Darla Ridilla (29:03.456)
Mm-hmm.

Lady V (29:20.43)
which means I couldn't tell nobody else how to love me properly because I didn't know how to love me. I didn't know what I want, who I was. I didn't know what I required until I started rebuilding, which means that now I am learning me. I am learning who I am, what I like, what I don't like, what I want in my life, how I want it, where I wanna be.

I started answering these hard questions that a lot of times we don't answer you know sometimes. Because I like to. get it right, so I have a workbook. And it's called awake of the rebel within. And in this workbook and of course you see release rebuild rebrand your voice because that's what we're doing we're releasing where we build every rebranding our voice.

So in this workbook, at the very, very beginning, I have these questions, and it's about 40 questions here, 43 questions.

and

Lady V (30:36.12)
He said, so it's about 43 points. Yes, if not now when when when are we going to start when are you going to start deciding that this is my time to do the and I put it there. Because this is the first journey these questions and let me show you just how easy these questions are just to give you a couple of examples. One of the questions say.

Darla Ridilla (30:38.67)
Now when?

Lady V (31:05.843)
When do you plan on starting your new journey of freedom? Do you know how many people can answer that one simple question?

Another one. What do you like least about you and why?

Some people can't even answer that simple question. What's your favorite flower? Some people cannot answer that simple question. Why?

because they don't know them yet. They don't know that these things exist. And these are some of the questions that we have. We don't know how to answer these questions. Like, what is your dream job and why? Simple, what's your credit score?

Darla Ridilla (31:38.712)
Mm-hmm.

Lady V (32:01.278)
We don't, what's your vacation?

What is the vacation spot that you've always dreamed of?

I've had more people starting to take this course that can't get past these 43 questions at the beginning.

Lady V (32:22.346)
They, I've had people literally, they're almost done with the course and they still have not answered these 43 questions at the beginning. Because we don't know who we are.

Darla Ridilla (32:37.728)
Yeah, it's when you said that earlier, I was like, my god, that is that was the turning point for me a year and a half ago when I read Single On Purpose by John Kim and he talks about that very thing. You can't love yourself if you don't know who you are. You don't. No way.

Lady V (32:49.386)
Yes. Exactly.

So how are you gonna love somebody else?

Darla Ridilla (32:57.622)
Right. You can't.

Lady V (32:58.642)
When you don't know what love is, when you don't know how to love you, because it starts at home. This is home. All right, temple, this is our home. We think that having all this stuff around us and nice this and nice that and a beautiful this and a beautiful that and cars and this and that, this and that, that this makes us. But it's this.

Darla Ridilla (33:02.552)
Mm-hmm.

Lady V (33:26.16)
mind, body, soul, and spirit ain't together. It don't matter what you have. It don't matter how big it is. You still ain't happy, any?

because it starts in our temple, which is us. We trying to take care of the kids and take care of the mates and the spouses and the this and the that and doing this and the that and the friends and the this and the that. And we forget about the one most important thing.

Record extracts →

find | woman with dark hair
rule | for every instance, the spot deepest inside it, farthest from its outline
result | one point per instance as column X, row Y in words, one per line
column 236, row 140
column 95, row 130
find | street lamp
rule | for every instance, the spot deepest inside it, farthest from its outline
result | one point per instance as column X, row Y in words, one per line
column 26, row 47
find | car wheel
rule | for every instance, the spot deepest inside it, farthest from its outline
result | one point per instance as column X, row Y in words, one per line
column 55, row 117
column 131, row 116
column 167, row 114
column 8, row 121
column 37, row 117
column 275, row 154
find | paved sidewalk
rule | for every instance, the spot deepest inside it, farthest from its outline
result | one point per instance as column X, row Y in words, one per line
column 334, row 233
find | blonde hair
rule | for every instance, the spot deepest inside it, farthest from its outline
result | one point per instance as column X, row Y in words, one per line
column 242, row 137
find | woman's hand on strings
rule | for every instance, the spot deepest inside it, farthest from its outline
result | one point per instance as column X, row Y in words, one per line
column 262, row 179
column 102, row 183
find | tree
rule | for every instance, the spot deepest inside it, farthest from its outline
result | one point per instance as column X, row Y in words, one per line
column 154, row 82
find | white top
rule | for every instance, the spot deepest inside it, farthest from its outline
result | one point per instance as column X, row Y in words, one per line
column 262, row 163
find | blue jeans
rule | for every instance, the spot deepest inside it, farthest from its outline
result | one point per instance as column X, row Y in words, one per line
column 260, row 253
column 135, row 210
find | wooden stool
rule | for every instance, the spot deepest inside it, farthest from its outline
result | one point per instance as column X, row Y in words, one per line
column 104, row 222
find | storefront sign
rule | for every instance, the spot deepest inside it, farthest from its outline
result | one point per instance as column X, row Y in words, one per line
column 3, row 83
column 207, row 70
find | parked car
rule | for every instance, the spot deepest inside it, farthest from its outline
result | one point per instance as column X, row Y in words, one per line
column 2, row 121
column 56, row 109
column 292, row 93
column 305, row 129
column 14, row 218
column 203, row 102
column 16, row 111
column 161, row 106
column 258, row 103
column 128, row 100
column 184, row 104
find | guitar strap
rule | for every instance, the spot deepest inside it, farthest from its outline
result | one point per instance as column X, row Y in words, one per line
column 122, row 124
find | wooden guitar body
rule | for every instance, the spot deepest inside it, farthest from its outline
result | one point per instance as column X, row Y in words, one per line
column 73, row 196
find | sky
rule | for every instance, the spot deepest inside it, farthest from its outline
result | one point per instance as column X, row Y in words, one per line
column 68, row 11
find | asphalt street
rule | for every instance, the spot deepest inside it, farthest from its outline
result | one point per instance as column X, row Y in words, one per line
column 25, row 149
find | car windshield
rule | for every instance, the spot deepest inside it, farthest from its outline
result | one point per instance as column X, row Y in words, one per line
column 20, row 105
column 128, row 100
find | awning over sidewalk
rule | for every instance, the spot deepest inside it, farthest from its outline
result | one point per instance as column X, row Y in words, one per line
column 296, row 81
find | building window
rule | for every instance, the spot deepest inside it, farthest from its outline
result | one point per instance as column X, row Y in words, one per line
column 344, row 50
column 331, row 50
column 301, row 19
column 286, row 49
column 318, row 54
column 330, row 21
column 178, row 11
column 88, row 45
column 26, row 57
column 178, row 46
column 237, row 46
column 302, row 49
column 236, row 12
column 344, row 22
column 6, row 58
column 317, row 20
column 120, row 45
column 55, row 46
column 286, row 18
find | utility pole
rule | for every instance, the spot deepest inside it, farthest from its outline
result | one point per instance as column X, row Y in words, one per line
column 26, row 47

* * *

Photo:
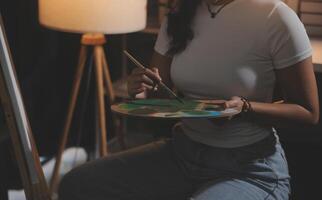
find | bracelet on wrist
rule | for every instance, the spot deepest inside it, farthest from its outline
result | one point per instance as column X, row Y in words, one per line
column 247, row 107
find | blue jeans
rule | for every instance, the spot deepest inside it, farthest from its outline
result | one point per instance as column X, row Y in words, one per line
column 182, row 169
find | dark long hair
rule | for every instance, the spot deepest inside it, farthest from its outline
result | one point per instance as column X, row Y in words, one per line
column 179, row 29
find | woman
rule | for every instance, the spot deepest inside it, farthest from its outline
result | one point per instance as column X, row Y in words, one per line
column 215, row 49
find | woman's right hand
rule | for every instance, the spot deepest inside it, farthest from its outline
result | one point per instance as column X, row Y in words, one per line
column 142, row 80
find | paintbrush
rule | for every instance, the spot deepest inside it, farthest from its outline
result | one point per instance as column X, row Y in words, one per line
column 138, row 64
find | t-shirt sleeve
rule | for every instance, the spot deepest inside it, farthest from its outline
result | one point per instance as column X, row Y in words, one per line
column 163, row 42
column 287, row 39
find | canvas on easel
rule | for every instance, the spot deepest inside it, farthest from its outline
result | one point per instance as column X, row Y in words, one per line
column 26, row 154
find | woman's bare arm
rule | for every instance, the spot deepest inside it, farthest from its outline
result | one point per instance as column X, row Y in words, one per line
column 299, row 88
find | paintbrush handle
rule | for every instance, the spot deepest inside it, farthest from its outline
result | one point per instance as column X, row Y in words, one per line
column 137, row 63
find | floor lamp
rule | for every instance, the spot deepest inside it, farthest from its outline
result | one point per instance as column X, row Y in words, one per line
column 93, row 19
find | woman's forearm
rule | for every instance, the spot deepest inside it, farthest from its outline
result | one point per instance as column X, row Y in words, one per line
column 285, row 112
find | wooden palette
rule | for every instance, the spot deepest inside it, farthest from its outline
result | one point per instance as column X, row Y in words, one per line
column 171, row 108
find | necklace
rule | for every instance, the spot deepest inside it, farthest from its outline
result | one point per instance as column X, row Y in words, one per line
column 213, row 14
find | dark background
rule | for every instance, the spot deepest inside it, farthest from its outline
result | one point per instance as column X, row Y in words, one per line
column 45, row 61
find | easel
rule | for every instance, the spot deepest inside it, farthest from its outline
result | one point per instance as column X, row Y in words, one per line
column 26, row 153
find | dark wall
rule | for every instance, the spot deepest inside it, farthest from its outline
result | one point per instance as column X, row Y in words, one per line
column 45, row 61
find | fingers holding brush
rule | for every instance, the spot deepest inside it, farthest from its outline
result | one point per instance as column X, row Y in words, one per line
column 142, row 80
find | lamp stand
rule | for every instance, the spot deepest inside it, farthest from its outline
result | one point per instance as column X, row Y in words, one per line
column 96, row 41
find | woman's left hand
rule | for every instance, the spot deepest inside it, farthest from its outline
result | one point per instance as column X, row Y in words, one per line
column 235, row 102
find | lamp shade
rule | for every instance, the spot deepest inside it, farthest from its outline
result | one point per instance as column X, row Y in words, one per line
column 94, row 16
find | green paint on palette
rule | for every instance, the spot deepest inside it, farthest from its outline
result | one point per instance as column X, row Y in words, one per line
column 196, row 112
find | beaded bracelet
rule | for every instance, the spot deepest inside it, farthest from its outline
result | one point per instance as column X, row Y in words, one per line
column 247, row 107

==

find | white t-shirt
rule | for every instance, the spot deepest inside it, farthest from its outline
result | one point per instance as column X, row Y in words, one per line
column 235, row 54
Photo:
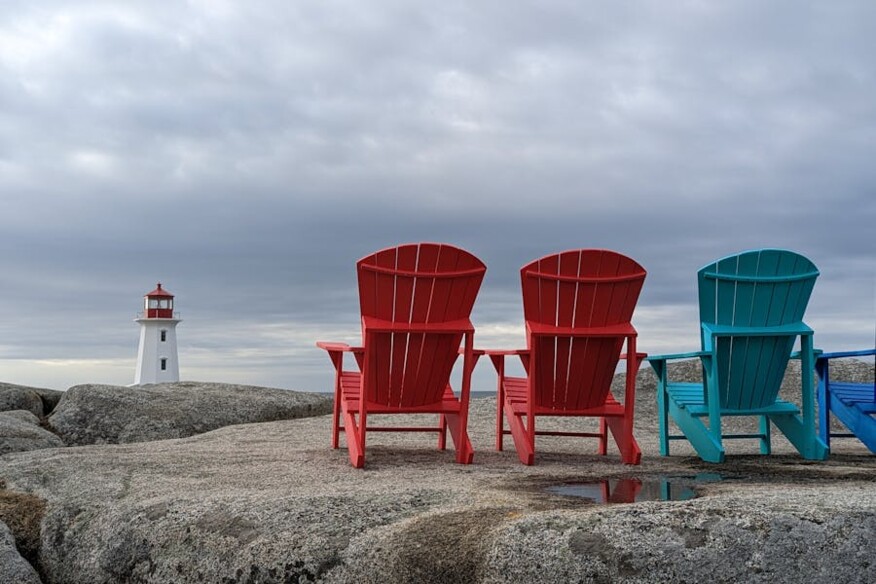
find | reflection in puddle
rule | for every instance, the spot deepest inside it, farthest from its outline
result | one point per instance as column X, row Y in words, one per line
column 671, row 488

Requirements →
1. List every timestamp attached to Darla Ridilla's turns in the transcript.
2. From the rows, give as a JSON list of strings, one per line, the lines beginning at the one that contains "find | white t-shirt" and ending after the one that contains "column 671, row 488", leaving out blank lines and the pictures.

Expected outputs →
1.
29:03.456
30:38.67
31:38.712
32:37.728
32:57.622
33:02.552

2.
[
  "find | white t-shirt",
  "rule | for every instance, the spot deepest inside it, farthest from its outline",
  "result | one point per instance as column X, row Y in words, one per line",
  "column 235, row 54",
  "Photo:",
  "find | reflection in puddle",
  "rule | for every instance, the spot deepest inside it, farthest from its outline",
  "result | one point per instance as column X, row Y in words, one per line",
  "column 671, row 488"
]